Occoquan Tree Identification with Jim McGlone, November 18th

Photo: Occoquan Bay NWR, Rusty Moran

Saturday, November 18, 2023
1 – 3 pm
Occoquan Bay NWR Visitor Center
14050 Dawson Beach Road, Woodbridge, VA, 22191

Free, no registration required

Join Audubon Society of Northern Virginia for a walk through Occoquan Bay National Wildlife Refuge to learn how to identify common native trees and how you can be a good park neighbor by planting your own native trees at home. You’ll also learn why trees are so important, both in parks and the areas surrounding parks.

This program is part of our Stretch Our Parks initiative, in partnership with the staff of Occoquan Bay National Wildlife Refuge. Occoquan Bay National Wildlife Refuge was established in June 1998 to provide habitat for migratory birds and endangered species. The refuge’s diverse grassland, marsh, and forest habitats attract a variety of songbirds, raptors, and waterfowl that depend on the area for food, nesting sites, and a place to rest.
⁂
Your tasks:
1. Answer these questions about the tree walk notice:
(a) What hours does the walk run?
(b) In what month and year was Occoquan Bay National Wildlife Refuge established?
(c) Which initiative is the program part of?
2. Return the stretch of the tree walk notice from "Photo: Occoquan Bay" through "areas surrounding parks.", copied word for word.
3. What kinds of birds does the tree walk notice say the refuge's habitats attract? List every one.

(Segmentation dataset excerpts)
⁂
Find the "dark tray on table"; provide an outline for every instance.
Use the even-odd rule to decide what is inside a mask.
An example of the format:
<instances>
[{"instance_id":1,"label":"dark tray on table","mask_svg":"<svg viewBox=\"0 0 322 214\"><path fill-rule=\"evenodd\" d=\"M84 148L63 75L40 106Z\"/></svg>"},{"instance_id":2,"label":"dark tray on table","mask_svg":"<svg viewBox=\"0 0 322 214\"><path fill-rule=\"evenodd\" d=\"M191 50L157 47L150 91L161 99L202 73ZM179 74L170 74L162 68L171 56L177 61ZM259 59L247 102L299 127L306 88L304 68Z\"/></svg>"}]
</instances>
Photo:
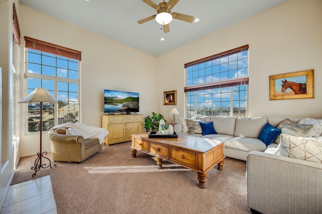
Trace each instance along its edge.
<instances>
[{"instance_id":1,"label":"dark tray on table","mask_svg":"<svg viewBox=\"0 0 322 214\"><path fill-rule=\"evenodd\" d=\"M149 134L149 138L178 138L178 135L174 132L172 135L156 135L157 132L152 131Z\"/></svg>"}]
</instances>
⁂
Results by task:
1.
(a) 1 – 3 pm
(b) June 1998
(c) Stretch Our Parks

2.
Photo: Occoquan Bay NWR, Rusty Moran

Saturday, November 18, 2023
1 – 3 pm
Occoquan Bay NWR Visitor Center
14050 Dawson Beach Road, Woodbridge, VA, 22191

Free, no registration required

Join Audubon Society of Northern Virginia for a walk through Occoquan Bay National Wildlife Refuge to learn how to identify common native trees and how you can be a good park neighbor by planting your own native trees at home. You’ll also learn why trees are so important, both in parks and the areas surrounding parks.

3. songbirds, raptors, waterfowl